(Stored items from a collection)
+===+

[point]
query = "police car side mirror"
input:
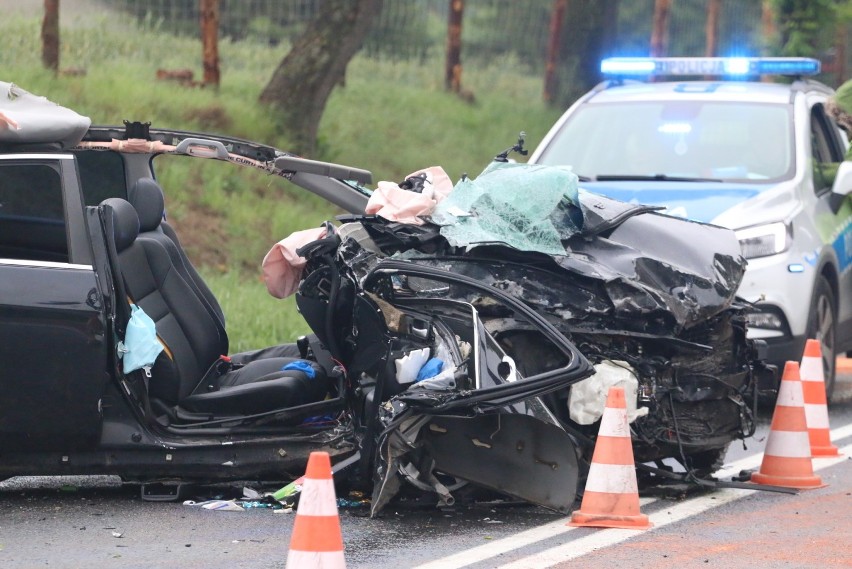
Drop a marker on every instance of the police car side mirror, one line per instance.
(842, 185)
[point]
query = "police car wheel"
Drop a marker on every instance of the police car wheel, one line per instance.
(822, 324)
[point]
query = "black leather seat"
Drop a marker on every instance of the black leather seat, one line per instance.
(189, 373)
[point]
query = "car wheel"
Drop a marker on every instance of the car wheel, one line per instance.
(822, 325)
(705, 463)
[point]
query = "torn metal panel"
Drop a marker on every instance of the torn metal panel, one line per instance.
(514, 454)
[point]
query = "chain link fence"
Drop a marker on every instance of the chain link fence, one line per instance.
(415, 31)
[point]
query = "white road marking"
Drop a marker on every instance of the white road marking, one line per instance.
(604, 538)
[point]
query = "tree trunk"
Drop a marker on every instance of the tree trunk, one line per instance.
(302, 83)
(557, 16)
(711, 30)
(591, 28)
(767, 18)
(840, 54)
(452, 76)
(50, 35)
(210, 40)
(659, 33)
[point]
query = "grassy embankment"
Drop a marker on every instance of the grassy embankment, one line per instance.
(390, 117)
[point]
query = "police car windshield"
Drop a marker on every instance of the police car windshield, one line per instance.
(676, 141)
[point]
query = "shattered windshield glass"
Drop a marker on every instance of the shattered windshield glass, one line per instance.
(525, 206)
(719, 141)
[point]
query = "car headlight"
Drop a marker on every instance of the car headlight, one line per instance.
(764, 240)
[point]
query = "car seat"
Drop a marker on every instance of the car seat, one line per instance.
(190, 372)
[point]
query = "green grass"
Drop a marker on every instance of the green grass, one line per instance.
(253, 318)
(391, 117)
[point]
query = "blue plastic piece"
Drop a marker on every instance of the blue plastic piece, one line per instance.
(141, 345)
(430, 369)
(302, 366)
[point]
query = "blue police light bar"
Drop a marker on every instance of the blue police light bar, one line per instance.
(717, 66)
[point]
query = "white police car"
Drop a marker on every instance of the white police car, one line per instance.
(753, 156)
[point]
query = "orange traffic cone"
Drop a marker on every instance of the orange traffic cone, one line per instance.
(816, 406)
(611, 499)
(787, 457)
(317, 542)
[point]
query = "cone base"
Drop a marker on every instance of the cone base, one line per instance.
(820, 452)
(801, 482)
(639, 521)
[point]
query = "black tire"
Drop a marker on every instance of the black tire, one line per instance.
(822, 325)
(705, 463)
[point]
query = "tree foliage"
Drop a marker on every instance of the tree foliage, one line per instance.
(806, 27)
(302, 83)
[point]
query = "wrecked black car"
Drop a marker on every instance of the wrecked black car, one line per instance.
(446, 355)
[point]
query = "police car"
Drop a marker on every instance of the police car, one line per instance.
(713, 142)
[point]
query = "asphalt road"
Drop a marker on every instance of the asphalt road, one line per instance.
(97, 522)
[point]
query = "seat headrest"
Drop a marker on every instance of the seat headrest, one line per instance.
(146, 196)
(125, 222)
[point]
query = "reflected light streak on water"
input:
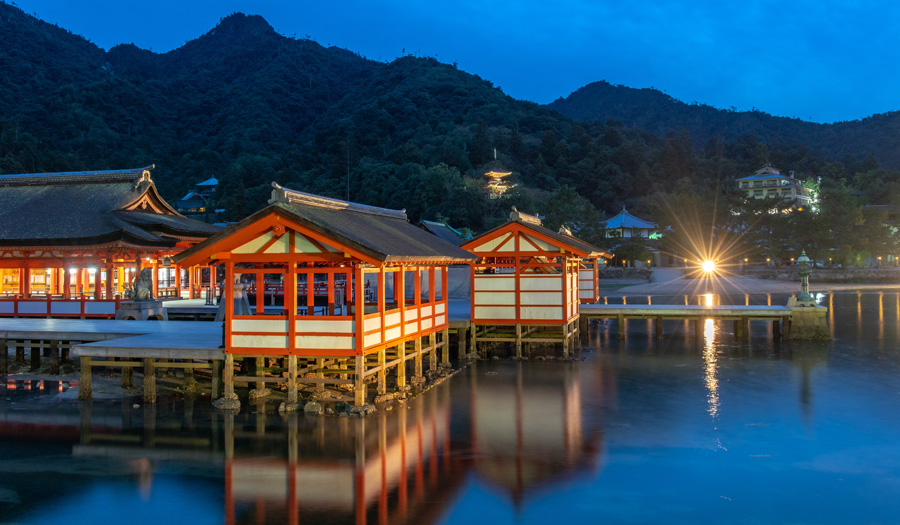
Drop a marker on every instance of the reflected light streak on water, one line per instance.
(710, 361)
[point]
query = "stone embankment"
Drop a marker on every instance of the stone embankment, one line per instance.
(829, 275)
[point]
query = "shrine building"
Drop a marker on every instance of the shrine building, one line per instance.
(71, 243)
(525, 283)
(342, 291)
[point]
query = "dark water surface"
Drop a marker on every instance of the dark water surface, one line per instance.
(678, 430)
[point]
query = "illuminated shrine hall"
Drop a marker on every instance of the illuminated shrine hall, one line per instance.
(87, 234)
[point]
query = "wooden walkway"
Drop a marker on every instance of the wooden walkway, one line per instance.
(780, 316)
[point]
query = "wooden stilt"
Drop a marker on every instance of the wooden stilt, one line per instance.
(518, 341)
(381, 388)
(292, 379)
(35, 357)
(401, 367)
(417, 360)
(84, 389)
(461, 344)
(54, 357)
(149, 381)
(359, 386)
(216, 380)
(228, 375)
(127, 377)
(445, 349)
(432, 352)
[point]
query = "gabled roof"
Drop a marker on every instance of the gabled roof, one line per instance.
(627, 220)
(379, 234)
(87, 208)
(443, 231)
(573, 245)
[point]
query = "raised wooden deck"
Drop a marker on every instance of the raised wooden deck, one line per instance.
(740, 314)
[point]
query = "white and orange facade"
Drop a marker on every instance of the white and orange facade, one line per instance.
(73, 242)
(527, 277)
(341, 282)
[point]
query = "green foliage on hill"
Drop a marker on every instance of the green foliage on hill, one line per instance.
(249, 106)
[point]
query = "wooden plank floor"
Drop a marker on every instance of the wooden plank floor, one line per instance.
(674, 311)
(161, 339)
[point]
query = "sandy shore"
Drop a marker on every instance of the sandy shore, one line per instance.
(668, 281)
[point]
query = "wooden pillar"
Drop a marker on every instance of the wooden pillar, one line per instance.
(67, 283)
(260, 369)
(4, 358)
(320, 367)
(216, 380)
(149, 381)
(292, 380)
(518, 341)
(84, 389)
(35, 355)
(417, 360)
(432, 357)
(228, 375)
(54, 357)
(127, 376)
(25, 283)
(381, 387)
(359, 386)
(401, 367)
(154, 264)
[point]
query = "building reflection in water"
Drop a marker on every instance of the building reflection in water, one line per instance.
(528, 430)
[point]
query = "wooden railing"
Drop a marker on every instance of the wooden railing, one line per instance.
(56, 306)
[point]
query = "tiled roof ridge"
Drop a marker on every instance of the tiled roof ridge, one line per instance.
(289, 196)
(62, 177)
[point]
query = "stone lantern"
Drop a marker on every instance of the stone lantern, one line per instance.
(804, 296)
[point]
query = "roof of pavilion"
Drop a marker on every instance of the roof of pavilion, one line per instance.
(568, 242)
(91, 208)
(627, 220)
(378, 234)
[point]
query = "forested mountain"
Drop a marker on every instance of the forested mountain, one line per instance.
(249, 106)
(657, 112)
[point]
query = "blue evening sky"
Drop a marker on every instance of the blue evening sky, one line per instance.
(819, 60)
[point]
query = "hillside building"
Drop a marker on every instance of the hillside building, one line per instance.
(769, 183)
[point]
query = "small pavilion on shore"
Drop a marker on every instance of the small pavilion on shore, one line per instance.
(342, 292)
(525, 284)
(83, 237)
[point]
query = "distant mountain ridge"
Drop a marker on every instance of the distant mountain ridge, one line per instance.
(247, 105)
(659, 113)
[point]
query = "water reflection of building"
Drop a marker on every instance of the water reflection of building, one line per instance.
(528, 430)
(394, 468)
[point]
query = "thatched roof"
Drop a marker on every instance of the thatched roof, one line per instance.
(88, 208)
(381, 234)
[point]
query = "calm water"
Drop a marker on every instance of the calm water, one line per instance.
(680, 430)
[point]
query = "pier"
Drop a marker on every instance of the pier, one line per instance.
(741, 315)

+===+

_Work to be completed_. Give the entries again word for word, but skip the pictures.

_Solution to this task_.
[point]
query = "police car side mirror"
input:
Drop a marker on every instance of the police car side mirror, one line per instance.
(842, 185)
[point]
query = "police car wheel"
Drop a marker on every instance of the police car wheel, one line per instance.
(822, 324)
[point]
query = "black leather seat"
Drop a marker on every instance of the black leather seat, one line per instance.
(189, 373)
[point]
query = "car wheel"
Drop a marker on every instance of the car wheel, one line per instance.
(822, 325)
(705, 463)
[point]
query = "torn metal panel"
Drop a marker on every instance of the torn metal panel, one line per instance.
(514, 454)
[point]
query = "chain link fence"
Drop a marker on every instance of the chain link fence, one line per instance.
(415, 31)
[point]
query = "white road marking"
Drop a marker on every instance of the white road marking, one line per instance.
(604, 538)
[point]
query = "tree trunk"
Drop a marker on every instance of the tree trunk, one line per instance.
(302, 83)
(557, 16)
(711, 30)
(591, 28)
(767, 18)
(840, 54)
(452, 76)
(50, 35)
(210, 40)
(659, 33)
[point]
query = "grassy embankment"
Drop a marker on every instance of the grassy embankment, one line per instance.
(390, 117)
[point]
query = "police car windshield"
Drop a marker on every instance of the police car windshield, one line per instance.
(676, 141)
[point]
query = "shattered windshield glass"
Drop a marker on every instance of the shattered windshield glass, one line per instance.
(525, 206)
(719, 141)
[point]
query = "car headlight"
Drop a marker on every instance of the car headlight, one line per instance.
(764, 240)
[point]
query = "car seat"
Drop a marker on every instance of the car seat, one line per instance.
(190, 372)
[point]
query = "green grass"
Drop a marker on every instance of the green grass, one line per instance.
(253, 318)
(391, 117)
[point]
query = "blue plastic piece"
Drop a marker on every instance of the blue plastic piece, one line per instance.
(141, 345)
(430, 369)
(302, 366)
[point]
query = "blue police light bar"
Drop a marker on every instance of the blue police light bar, one line per instance.
(717, 66)
[point]
query = "white police car"
Drop a marker on every instance of the white police car, one line per instance.
(753, 156)
[point]
query = "orange traffic cone"
Drop a marker on every instance of the orange traffic cone, one line per instance.
(816, 406)
(611, 499)
(787, 457)
(317, 542)
[point]
query = "cone base"
Drop a marker on every instance of the cone base, one line per instance.
(820, 452)
(801, 482)
(639, 521)
[point]
query = "black tire"
Drop a marker on every instance of the black tire, one line per instance.
(822, 325)
(705, 463)
[point]
query = "tree foliage"
Drop a marker on every instance of the tree foliage, one line per instance.
(806, 27)
(302, 83)
[point]
query = "wrecked black car"
Drop a marker on every instance of the wrecked black car, one line per instance.
(446, 355)
[point]
query = "police car"
Drop a marker on every instance of the police car, one line per instance.
(713, 142)
[point]
query = "asphalt road"
Drop a marker on every instance of the asphalt road, one line per instance.
(97, 522)
[point]
query = "seat headrest"
Drop a marker on every instance of the seat headrest, one line per instance.
(146, 196)
(125, 222)
[point]
query = "reflected light streak on water"
input:
Drop a marker on every instance of the reflected light streak on water, one line per instance.
(710, 361)
[point]
query = "stone embankment"
Drop a marker on every instance of the stone embankment, one line per instance.
(829, 275)
[point]
query = "shrine building"
Drop a marker on every instance of the shrine building, one line per instance.
(71, 243)
(525, 283)
(342, 291)
[point]
query = "dark water surface"
Drop a marker on every instance of the dark water surface, one line per instance.
(678, 430)
[point]
query = "illuminated shrine hall"
Drop a marker on every instance of the illuminated shrine hall, one line per instance.
(87, 234)
[point]
query = "wooden walkway"
Drop a marker on every instance of the wooden walkway, one line per instance.
(780, 316)
[point]
query = "wooden stilt"
Drop a marker on every instance of the wooden stilt, one line per instance.
(518, 341)
(381, 388)
(292, 379)
(35, 357)
(401, 367)
(417, 360)
(84, 389)
(461, 344)
(54, 357)
(149, 381)
(359, 386)
(216, 380)
(228, 375)
(127, 377)
(445, 349)
(432, 352)
[point]
query = "gabled roof"
Drop a marker on every instance of the gabled roof, one line per instance.
(627, 220)
(379, 234)
(87, 208)
(443, 231)
(573, 245)
[point]
query = "raised wooden deck"
Drop a marker on every instance of the raised wooden deck, one line per instance.
(740, 314)
[point]
query = "white and orange facade"
Drop a marker on every instance of the white and orange facade, one line per instance.
(73, 242)
(527, 277)
(341, 282)
[point]
query = "green foliage on hill"
Drop a marker on every instance of the green foliage on hill, one line per instance.
(249, 106)
[point]
query = "wooden plank floor"
Drop a marker on every instance of the wooden plank floor, one line per instance.
(674, 311)
(161, 339)
[point]
query = "sandy shore"
Drop a marker on every instance of the sandy shore, one line per instance.
(668, 281)
[point]
query = "wooden pillar"
Drop a marker on every instance of the wooden pillar, one line per instance.
(67, 283)
(260, 369)
(4, 358)
(320, 367)
(216, 380)
(149, 381)
(292, 380)
(518, 341)
(84, 389)
(35, 355)
(417, 360)
(432, 357)
(228, 375)
(54, 357)
(127, 376)
(25, 283)
(381, 387)
(359, 386)
(401, 367)
(154, 264)
[point]
query = "building reflection in water"
Drop a marker on every instance of the building reflection in water, one line per instance.
(528, 430)
[point]
query = "wooden railing"
Drop a marker on every instance of the wooden railing, one line per instance.
(56, 306)
[point]
query = "tiled roof ridge"
Drop a marker on every instance of the tiled roof ridge, one line per instance.
(289, 196)
(62, 177)
[point]
query = "stone lantern"
Drop a marker on every instance of the stone lantern, one line per instance.
(804, 296)
[point]
query = "roof of pavilion"
Drop a marker on every instance of the roof of pavilion, one line per instance.
(568, 242)
(91, 208)
(627, 220)
(378, 234)
[point]
query = "forested mountain"
Drop a marker on every instance of the forested mountain, one line per instance.
(249, 106)
(657, 112)
[point]
query = "blue evening sky"
Drop a marker on every instance of the blue evening sky, one line per instance.
(819, 60)
[point]
query = "hillside building"
Drop a marker on every instance of the hillside building, one line per instance.
(769, 183)
[point]
query = "small pavilion on shore"
Drop a marker on every instance of the small pavilion on shore, one line per instance.
(342, 292)
(525, 284)
(83, 237)
[point]
query = "distant mountain ridge"
Drop a marker on every instance of the distant mountain ridge, one line per instance.
(247, 105)
(659, 113)
[point]
query = "water reflection of building"
Drop a marker on every instance of the water reflection of building, one line per instance.
(528, 430)
(394, 468)
[point]
query = "thatched roof"
Drop a marker on every instance of the thatched roof, one line per instance.
(88, 208)
(381, 234)
[point]
query = "calm water"
Drop a marker on every instance of the calm water, one line per instance.
(680, 430)
[point]
query = "pier"
Drop a marker on every instance of the pier, one line per instance.
(741, 315)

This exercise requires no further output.